→ **SET PROBLEM**: Make an exact copy of the lines below.

→ **DATA ROWS**:
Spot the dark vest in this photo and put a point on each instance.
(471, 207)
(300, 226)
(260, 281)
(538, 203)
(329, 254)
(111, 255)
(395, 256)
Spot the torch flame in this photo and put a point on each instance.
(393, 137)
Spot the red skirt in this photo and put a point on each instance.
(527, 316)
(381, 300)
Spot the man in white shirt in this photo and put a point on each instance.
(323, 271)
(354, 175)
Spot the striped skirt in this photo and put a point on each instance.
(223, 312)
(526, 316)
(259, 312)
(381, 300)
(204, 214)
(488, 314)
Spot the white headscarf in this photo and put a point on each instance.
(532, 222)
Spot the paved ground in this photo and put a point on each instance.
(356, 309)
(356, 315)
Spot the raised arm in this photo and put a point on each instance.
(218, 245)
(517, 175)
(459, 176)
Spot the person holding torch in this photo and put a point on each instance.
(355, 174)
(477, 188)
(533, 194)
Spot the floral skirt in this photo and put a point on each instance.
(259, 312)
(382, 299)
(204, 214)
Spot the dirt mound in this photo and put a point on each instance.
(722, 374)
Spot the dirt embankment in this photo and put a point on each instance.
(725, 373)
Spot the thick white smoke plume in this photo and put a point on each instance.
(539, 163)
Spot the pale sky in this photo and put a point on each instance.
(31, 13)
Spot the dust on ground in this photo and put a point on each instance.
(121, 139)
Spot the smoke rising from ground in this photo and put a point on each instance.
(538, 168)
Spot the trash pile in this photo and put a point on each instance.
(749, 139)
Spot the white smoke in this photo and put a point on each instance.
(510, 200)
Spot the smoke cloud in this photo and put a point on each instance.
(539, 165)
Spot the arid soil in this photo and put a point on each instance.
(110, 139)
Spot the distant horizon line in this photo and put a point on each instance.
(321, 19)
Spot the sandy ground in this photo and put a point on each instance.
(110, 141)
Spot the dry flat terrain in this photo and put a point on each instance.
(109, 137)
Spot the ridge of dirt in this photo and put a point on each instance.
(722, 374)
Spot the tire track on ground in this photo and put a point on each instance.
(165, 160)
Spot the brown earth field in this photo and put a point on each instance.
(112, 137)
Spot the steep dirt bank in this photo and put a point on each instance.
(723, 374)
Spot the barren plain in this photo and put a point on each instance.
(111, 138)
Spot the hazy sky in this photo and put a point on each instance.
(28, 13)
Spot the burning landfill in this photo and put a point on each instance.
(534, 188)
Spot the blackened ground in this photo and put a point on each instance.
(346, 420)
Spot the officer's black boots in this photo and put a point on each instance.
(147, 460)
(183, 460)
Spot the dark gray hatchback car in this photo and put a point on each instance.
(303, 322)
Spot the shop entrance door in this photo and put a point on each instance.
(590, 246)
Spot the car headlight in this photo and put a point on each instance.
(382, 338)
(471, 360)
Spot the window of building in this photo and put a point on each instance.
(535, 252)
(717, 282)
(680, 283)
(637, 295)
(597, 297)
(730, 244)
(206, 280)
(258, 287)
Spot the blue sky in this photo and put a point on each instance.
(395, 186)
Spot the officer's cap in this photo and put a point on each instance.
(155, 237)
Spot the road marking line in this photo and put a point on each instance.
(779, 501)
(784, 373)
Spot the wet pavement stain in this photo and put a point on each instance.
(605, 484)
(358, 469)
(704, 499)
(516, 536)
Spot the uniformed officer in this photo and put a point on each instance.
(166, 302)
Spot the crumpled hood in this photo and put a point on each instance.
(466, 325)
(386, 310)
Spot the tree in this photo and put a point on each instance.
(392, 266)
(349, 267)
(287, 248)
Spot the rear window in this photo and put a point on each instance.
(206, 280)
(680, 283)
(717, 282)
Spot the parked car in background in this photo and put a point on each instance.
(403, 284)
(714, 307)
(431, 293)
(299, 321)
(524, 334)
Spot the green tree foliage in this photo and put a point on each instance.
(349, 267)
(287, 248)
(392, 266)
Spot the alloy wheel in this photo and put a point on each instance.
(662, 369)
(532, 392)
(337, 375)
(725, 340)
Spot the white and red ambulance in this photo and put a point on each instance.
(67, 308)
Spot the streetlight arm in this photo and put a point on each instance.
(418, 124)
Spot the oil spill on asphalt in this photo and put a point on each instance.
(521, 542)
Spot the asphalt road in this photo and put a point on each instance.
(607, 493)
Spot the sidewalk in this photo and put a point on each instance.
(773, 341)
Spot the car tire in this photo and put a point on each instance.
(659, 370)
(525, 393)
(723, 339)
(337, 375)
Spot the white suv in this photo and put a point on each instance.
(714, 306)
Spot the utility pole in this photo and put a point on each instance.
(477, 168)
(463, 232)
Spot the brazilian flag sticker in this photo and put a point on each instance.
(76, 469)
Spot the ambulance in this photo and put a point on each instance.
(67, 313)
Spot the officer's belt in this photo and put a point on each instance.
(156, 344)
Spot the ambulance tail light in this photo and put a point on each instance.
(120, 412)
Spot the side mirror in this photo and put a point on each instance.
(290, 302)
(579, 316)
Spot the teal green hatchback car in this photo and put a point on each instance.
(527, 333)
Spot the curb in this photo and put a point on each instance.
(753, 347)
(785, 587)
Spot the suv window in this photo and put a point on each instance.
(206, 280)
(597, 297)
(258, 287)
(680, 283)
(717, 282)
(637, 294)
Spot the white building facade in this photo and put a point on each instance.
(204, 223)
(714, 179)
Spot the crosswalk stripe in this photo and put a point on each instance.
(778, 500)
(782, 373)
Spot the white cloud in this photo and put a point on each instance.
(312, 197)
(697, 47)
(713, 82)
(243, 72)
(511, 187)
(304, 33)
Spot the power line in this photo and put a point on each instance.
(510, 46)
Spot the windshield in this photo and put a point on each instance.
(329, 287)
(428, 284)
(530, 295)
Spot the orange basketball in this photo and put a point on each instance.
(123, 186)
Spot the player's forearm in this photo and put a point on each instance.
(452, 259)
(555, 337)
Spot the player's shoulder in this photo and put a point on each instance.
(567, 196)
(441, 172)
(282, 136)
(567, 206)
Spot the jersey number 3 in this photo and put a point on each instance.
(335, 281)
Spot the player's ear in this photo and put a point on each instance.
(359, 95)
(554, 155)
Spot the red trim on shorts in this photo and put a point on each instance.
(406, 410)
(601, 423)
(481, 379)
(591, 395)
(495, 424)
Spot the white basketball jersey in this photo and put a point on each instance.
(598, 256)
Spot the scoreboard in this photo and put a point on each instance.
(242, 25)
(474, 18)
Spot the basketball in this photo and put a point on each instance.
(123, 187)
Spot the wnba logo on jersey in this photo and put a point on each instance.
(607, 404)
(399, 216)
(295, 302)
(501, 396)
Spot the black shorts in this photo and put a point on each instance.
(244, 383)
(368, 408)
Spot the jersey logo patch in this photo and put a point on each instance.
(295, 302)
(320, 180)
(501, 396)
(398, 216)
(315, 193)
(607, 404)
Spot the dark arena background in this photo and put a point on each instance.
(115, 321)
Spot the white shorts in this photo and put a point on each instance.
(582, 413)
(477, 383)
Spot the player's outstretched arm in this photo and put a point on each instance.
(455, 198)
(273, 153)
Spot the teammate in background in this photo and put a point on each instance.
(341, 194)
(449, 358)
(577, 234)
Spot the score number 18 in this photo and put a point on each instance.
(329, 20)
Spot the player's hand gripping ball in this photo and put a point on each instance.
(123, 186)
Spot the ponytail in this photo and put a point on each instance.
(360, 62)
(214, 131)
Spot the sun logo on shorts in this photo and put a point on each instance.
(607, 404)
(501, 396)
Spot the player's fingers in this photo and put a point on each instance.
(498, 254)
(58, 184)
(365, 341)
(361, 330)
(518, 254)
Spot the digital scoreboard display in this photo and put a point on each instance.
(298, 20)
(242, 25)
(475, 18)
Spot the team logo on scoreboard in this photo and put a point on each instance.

→ **FINISHED TASK**:
Spot the dark vest in this photo and put a point on each instance.
(471, 207)
(300, 226)
(260, 281)
(538, 203)
(329, 254)
(111, 255)
(395, 256)
Spot the torch flame in this photo and put a point on each instance.
(393, 137)
Spot the red skirt in this photo and put a point on each instance.
(527, 316)
(381, 300)
Spot the man in white shirt in this photo and put a point on each instance.
(323, 271)
(354, 175)
Spot the striped skirt in this photo and put a point on each instance.
(223, 312)
(526, 316)
(259, 312)
(381, 300)
(204, 214)
(488, 314)
Spot the white headscarf in this photo and put a point on each instance.
(532, 222)
Spot the paved ground in this photo and put a point on each instance.
(356, 309)
(356, 315)
Spot the raised arm in this photo and put a point on each instance.
(218, 245)
(517, 175)
(459, 176)
Spot the person holding torch in this photo and put a point on each instance.
(355, 174)
(477, 188)
(533, 194)
Spot the floral skirt in this photo and put a point on each instance.
(259, 312)
(382, 299)
(204, 214)
Spot the dirt mound in this photo and put a point on each instance.
(722, 374)
Spot the dirt embankment in this photo and put a point on each instance.
(725, 373)
Spot the thick white smoke plume in this photo and put a point on each instance.
(539, 163)
Spot the pale sky in this photo and put a point on each instance.
(31, 13)
Spot the dust on ground in this photo and put a point on each instance.
(121, 139)
Spot the smoke rising from ground in this photo and put a point on each instance.
(538, 168)
Spot the trash pile in this photo and put a point on each instance.
(749, 139)
Spot the white smoke in this photo and put a point on each instance.
(510, 200)
Spot the smoke cloud in this photo and put a point on each instance.
(539, 165)
Spot the arid soil in this photo and put a point on each instance.
(110, 139)
Spot the distant horizon line in this photo and put a point on each instance.
(321, 19)
Spot the sandy ground in this photo and put a point on each instance.
(110, 141)
Spot the dry flat terrain in this photo and put a point on each instance.
(109, 137)
Spot the ridge of dirt in this photo and put a point on each instance.
(722, 374)
Spot the tire track on ground in this photo and put a point on each instance.
(165, 160)
Spot the brown earth field in this photo and put a point on each instance.
(112, 137)
Spot the steep dirt bank in this photo and put a point on each instance.
(723, 374)
Spot the barren plain in this photo and put a point on each instance.
(111, 138)
Spot the hazy sky in this photo and put a point on each instance.
(28, 13)
Spot the burning landfill in this photo and put a point on each instance.
(534, 188)
Spot the blackened ground in this photo and put a point on each instance.
(346, 420)
Spot the officer's black boots in this photo and put a point on each instance.
(147, 460)
(183, 460)
Spot the dark gray hatchback car in this photo and put a point on each instance.
(303, 322)
Spot the shop entrance door in this photo and put a point on each instance.
(590, 246)
Spot the car headlight in this photo and put a point on each instance.
(382, 338)
(471, 360)
Spot the window of building in this photo and put a point on each instance.
(535, 252)
(717, 282)
(680, 283)
(637, 295)
(597, 297)
(730, 244)
(206, 280)
(258, 287)
Spot the blue sky in this photo and put a point on each instance.
(395, 186)
Spot the officer's cap in this photo and put a point on each instance.
(155, 237)
Spot the road marking line in this photo and put a point on each instance.
(779, 501)
(784, 373)
Spot the wet pavement stain in this photo and put a point on each instance.
(605, 484)
(358, 469)
(704, 499)
(516, 536)
Spot the uniformed officer in this photo and put a point on each instance.
(166, 302)
Spot the crumpled hood in this photo and put a point on each instance.
(466, 325)
(386, 310)
Spot the tree in this photo and put a point on each instance.
(392, 266)
(349, 267)
(287, 248)
Spot the rear window in this photo and put a point on each instance.
(206, 280)
(680, 283)
(717, 282)
Spot the parked car in background in this photo and put a point on each instance.
(403, 284)
(714, 307)
(431, 293)
(299, 321)
(524, 334)
Spot the green tree foliage in this photo and put a point on each instance.
(349, 267)
(287, 248)
(392, 266)
Spot the alloy wheel in this photo and put a point on each instance.
(662, 369)
(532, 392)
(337, 375)
(725, 340)
Spot the white and red ambulance in this photo and put a point on each instance.
(67, 308)
Spot the streetlight arm in this photo and put a point on each instance.
(418, 124)
Spot the oil spill on asphalt in this photo and put a point on each instance.
(521, 542)
Spot the asphalt road in this photo and put a point on each instance.
(607, 493)
Spot the sidewalk in this photo and put a point on each instance.
(773, 341)
Spot the car tire in this photo and put a point on each instance.
(659, 370)
(525, 393)
(723, 339)
(337, 375)
Spot the white suv in this photo and put a point on each instance.
(714, 306)
Spot the utility pole in this photo and put a point on each instance.
(477, 168)
(463, 232)
Spot the brazilian flag sticker in this photo and put a point on each instance.
(76, 469)
Spot the ambulance in this photo and put a point on each instance.
(67, 313)
Spot the officer's belt in this photo and put a point on each instance.
(156, 344)
Spot the ambulance tail light in this photo and put a point on each instance.
(120, 412)
Spot the side mirror in this photo and put a point on each instance.
(290, 302)
(579, 316)
Spot the teal green hatchback car in this photo and put a point on each instance.
(527, 333)
Spot the curb in this photo and put a point on each instance.
(753, 347)
(785, 587)
Spot the suv window in this photo and put a point on each instance.
(206, 280)
(597, 297)
(258, 287)
(680, 283)
(717, 282)
(637, 294)
Spot the white building facade in this photo and put a point on each instance.
(204, 223)
(714, 179)
Spot the crosswalk stripe in this photo and put a point on each instance.
(778, 500)
(782, 373)
Spot the white cloud in this photo and put a point on each instance.
(312, 197)
(697, 47)
(713, 82)
(243, 72)
(511, 187)
(304, 33)
Spot the power line in this photo and put a point on each instance.
(510, 46)
Spot the windshield in this photo and put a point on each instance.
(329, 287)
(428, 284)
(530, 295)
Spot the orange basketball in this photo and put a point on each instance.
(123, 186)
Spot the player's forearm in this photo and put a point on each instance.
(452, 259)
(555, 337)
Spot the player's shoulder in this photo and put a point on each instance.
(567, 196)
(441, 172)
(282, 136)
(567, 206)
Spot the jersey number 3 in this photo and put a point on each instance.
(335, 281)
Spot the player's ear in this photo and put a point on each instance.
(359, 95)
(554, 155)
Spot the red trim on shorts in this photo and put a point on each instance.
(406, 410)
(601, 423)
(481, 379)
(591, 395)
(495, 424)
Spot the white basketball jersey in this photo and put a point on each instance.
(598, 256)
Spot the scoreboard in this photo and put a point on each instance.
(242, 25)
(474, 18)
Spot the basketball in this photo and put a point on each instance.
(123, 187)
Spot the wnba logo on jersey in this photo and put a point on each instance.
(607, 404)
(399, 216)
(295, 302)
(501, 396)
Spot the black shorts in this photo and put a point on each instance.
(244, 383)
(368, 408)
Spot the jersey logo patch in this photo and put a point on each instance.
(295, 302)
(320, 180)
(501, 396)
(398, 216)
(315, 193)
(607, 404)
Spot the dark arena background in this photo and put a point on each instance.
(115, 321)
Spot the white shorts in this photo and put a point on each instance.
(582, 413)
(477, 383)
Spot the player's outstretched arm in this photo and put a point on each instance.
(455, 198)
(273, 153)
Spot the teammate in background in this photo and put a point on each instance.
(341, 194)
(449, 358)
(577, 234)
Spot the score number 18 in this photo and put a point on each instance.
(329, 20)
Spot the player's hand gripping ball in this photo and put a point on each instance.
(123, 186)
Spot the ponytail in this photo and put a point on each instance.
(360, 62)
(214, 131)
Spot the sun logo on shorts in this photo and put a point on each instance.
(607, 404)
(501, 396)
Spot the player's fingers in this photo and put a point on each instance.
(498, 254)
(58, 184)
(365, 341)
(361, 330)
(518, 254)
Spot the digital scoreboard display in this photo and put a point on each instance.
(298, 20)
(242, 25)
(475, 18)
Spot the team logo on scoreboard in this photo and put a point on each instance.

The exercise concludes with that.